Document segment ->
==*==
The NFL is returning to London in October, and Tom Brady begins his pursuit of an eighth Super Bowl title against Dak Prescott and the Dallas Cowboys when Tampa Bay hosts the league’s annual kickoff game on Thursday, Sept. 9.
The first game in London since the coronavirus pandemic will be played on Oct. 10 when the Atlanta Falcons face the New York Jets. A week later, the Jacksonville Jaguars meet the Miami Dolphins. Both games will be played at the stadium of Premier League soccer team Tottenham. The Falcons and the Jaguars will be the home teams.
The Patriots’ official Twitter account confirmed that the team will open up its 2021 season on Sunday, Sept. 12, at home against the Miami Dolphins at Gillette Stadium. The game will air at 4:25 p.m. on CBS.
The full schedule will be released Wednesday night.
The season opens on the same field where the Buccaneers became the first team to win a Super Bowl at home. Other highlights from opening weekend include Matthew Stafford playing his first game for the Los Angeles Rams on Sunday night against the Chicago Bears with SoFi Stadium welcoming fans for the first time. Most teams are expected to be at full capacity following a season played before limited crowds because of COVID-19.
Reigning AFC champion Kansas City hosts the Cleveland Browns in a playoff rematch in Week 1. The Chiefs eliminated the Browns in the divisional round last season despite losing Patrick Mahomes to a concussion.
Two other matchups feature playoff teams facing off in their first game. The Pittsburgh Steelers, who lost to Cleveland in the wild-card round, visit the Buffalo Bills, who reached the AFC title game. Carson Wentz and the Indianapolis Colts host Russell Wilson and the Seattle Seahawks. In Philadelphia, Wentz was 0-4 against Wilson. The Las Vegas Raiders host the Baltimore Ravens in the first Monday night game.
WASHINGTON: Washington may have found its new left tackle with former Bears lineman and 2018 Pro Bowler Charles Leno Jr. signing a one-year contract with Washington worth $5 million, according to his agent, Ron Slavin.
Leno, who visited Washington’s training facility Monday, gives the team veteran experience at a position it targeted in the offseason. The team has promised competition at nearly every position in training camp, but Leno’s experience pins him as an early favorite to start, barring injury or another roster move. In his seven seasons with the Bears, he started 95 games (playoffs included) at left tackle. Only Morgan Moses, Washington’s starting right tackle, has as many career starts on the line.
==*==
(Point location data)
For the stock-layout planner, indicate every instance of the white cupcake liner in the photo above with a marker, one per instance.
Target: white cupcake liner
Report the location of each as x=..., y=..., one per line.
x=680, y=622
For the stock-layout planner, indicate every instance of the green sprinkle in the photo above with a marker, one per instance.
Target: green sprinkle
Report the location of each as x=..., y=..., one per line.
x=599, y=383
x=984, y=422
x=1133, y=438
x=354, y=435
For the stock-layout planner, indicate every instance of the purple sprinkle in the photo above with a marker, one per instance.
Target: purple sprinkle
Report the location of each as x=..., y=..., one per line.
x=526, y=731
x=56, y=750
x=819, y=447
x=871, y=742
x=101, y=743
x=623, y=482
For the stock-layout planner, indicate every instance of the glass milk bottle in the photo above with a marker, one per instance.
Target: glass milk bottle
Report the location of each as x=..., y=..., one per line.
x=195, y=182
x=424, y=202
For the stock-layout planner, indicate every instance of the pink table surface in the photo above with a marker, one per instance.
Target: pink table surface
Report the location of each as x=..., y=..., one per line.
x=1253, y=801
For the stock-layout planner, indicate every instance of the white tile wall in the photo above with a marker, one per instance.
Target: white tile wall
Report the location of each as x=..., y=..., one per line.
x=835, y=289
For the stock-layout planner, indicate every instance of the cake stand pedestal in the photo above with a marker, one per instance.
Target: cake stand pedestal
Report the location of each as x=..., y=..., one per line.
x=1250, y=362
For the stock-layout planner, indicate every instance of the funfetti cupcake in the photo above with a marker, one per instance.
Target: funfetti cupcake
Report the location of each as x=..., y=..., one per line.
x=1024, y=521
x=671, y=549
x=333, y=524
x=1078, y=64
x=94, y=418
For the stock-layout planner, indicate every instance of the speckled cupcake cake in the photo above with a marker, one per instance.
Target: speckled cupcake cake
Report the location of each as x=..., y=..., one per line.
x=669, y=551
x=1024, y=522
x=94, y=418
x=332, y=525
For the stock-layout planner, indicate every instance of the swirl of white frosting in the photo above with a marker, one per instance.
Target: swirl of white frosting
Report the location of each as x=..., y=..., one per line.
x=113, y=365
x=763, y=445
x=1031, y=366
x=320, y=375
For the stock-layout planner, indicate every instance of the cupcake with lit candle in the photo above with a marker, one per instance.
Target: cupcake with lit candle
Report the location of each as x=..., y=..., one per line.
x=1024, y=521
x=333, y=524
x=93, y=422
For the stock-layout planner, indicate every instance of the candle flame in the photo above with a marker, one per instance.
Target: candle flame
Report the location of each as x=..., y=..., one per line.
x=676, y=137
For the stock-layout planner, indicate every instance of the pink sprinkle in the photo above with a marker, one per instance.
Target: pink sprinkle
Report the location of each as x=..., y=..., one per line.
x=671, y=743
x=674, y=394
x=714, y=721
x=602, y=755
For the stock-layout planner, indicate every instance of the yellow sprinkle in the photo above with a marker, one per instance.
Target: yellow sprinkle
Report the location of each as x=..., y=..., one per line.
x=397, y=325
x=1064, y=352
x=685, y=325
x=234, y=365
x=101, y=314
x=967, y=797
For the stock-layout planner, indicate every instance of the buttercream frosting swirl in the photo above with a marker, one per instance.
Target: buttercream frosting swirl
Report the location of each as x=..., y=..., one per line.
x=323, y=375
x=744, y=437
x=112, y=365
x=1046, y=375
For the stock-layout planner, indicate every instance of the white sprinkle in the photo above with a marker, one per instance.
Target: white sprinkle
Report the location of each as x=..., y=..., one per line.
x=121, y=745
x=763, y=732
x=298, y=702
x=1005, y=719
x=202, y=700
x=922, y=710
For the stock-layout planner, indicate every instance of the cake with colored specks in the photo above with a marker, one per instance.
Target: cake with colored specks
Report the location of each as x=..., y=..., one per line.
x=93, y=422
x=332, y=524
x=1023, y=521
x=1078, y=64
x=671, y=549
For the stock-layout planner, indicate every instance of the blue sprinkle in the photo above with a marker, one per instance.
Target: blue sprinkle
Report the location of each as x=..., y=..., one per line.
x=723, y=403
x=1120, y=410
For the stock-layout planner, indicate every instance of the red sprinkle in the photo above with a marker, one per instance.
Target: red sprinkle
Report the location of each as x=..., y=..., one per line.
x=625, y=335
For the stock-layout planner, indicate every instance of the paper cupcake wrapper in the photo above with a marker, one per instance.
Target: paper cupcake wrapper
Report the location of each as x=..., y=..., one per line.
==*==
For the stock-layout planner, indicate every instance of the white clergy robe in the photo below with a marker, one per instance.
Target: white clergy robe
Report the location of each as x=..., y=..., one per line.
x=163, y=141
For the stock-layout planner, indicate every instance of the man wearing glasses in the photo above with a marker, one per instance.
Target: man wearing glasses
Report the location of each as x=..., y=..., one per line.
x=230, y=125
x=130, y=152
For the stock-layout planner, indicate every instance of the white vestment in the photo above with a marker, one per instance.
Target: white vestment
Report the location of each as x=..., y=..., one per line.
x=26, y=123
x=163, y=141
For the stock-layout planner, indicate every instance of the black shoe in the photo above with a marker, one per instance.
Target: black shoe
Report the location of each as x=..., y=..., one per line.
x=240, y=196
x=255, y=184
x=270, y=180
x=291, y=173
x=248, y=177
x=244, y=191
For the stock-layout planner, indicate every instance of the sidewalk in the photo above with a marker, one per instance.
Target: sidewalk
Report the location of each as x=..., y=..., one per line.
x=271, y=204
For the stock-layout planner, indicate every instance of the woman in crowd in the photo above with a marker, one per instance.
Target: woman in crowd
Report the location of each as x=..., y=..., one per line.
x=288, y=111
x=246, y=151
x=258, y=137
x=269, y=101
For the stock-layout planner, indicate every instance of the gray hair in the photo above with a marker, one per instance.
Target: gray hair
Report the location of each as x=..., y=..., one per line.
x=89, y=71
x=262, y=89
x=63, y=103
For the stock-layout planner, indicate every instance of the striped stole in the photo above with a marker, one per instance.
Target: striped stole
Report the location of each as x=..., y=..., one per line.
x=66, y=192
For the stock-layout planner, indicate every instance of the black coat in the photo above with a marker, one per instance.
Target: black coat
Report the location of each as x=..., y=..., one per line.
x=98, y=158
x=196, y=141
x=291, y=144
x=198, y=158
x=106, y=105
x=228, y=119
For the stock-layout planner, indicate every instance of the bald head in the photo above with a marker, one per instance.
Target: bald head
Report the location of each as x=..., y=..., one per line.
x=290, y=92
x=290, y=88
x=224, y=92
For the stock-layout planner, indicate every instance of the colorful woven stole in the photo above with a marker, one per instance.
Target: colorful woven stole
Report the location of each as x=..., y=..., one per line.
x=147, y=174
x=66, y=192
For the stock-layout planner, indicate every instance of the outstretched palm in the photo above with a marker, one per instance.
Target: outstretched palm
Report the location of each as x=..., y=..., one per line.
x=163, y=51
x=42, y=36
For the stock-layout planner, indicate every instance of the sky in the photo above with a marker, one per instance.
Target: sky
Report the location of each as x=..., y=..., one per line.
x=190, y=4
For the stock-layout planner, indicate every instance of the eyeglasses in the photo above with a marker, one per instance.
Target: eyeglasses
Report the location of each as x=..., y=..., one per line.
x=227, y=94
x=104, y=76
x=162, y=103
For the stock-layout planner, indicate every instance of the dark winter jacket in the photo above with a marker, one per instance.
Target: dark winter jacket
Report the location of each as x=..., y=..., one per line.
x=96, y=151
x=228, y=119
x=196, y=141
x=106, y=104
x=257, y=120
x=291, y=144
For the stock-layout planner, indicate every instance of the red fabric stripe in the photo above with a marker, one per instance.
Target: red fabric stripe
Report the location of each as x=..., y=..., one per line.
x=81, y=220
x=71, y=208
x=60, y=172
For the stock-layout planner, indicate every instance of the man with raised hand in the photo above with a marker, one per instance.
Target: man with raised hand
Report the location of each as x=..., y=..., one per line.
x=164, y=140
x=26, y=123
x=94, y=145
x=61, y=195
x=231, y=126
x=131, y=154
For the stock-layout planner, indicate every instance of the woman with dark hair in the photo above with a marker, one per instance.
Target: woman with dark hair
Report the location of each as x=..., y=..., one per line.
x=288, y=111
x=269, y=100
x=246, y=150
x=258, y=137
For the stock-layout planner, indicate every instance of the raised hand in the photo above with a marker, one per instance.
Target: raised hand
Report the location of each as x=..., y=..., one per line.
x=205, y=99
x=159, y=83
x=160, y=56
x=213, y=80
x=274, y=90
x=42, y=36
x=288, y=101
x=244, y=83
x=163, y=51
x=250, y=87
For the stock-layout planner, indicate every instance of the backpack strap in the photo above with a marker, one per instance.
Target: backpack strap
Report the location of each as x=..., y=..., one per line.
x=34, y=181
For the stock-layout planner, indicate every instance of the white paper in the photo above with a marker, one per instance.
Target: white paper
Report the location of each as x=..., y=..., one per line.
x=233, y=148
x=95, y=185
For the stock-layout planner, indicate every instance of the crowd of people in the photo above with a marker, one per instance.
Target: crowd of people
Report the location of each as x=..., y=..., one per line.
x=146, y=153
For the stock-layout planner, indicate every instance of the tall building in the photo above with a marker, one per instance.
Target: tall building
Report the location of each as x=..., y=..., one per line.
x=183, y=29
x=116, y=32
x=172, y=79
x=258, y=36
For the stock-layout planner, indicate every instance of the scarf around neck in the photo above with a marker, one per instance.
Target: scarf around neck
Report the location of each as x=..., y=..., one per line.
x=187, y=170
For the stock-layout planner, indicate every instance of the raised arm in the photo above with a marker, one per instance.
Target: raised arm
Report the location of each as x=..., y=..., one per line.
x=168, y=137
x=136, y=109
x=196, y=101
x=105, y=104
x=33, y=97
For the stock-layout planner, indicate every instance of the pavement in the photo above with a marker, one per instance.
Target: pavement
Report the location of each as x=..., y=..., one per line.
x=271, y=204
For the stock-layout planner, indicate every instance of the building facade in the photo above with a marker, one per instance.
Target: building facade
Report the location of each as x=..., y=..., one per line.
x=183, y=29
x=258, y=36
==*==
Task item ->
Quote the NFL schedule article word for word from "Leno, who visited" to "on the line.".

Task output ->
Leno, who visited Washington’s training facility Monday, gives the team veteran experience at a position it targeted in the offseason. The team has promised competition at nearly every position in training camp, but Leno’s experience pins him as an early favorite to start, barring injury or another roster move. In his seven seasons with the Bears, he started 95 games (playoffs included) at left tackle. Only Morgan Moses, Washington’s starting right tackle, has as many career starts on the line.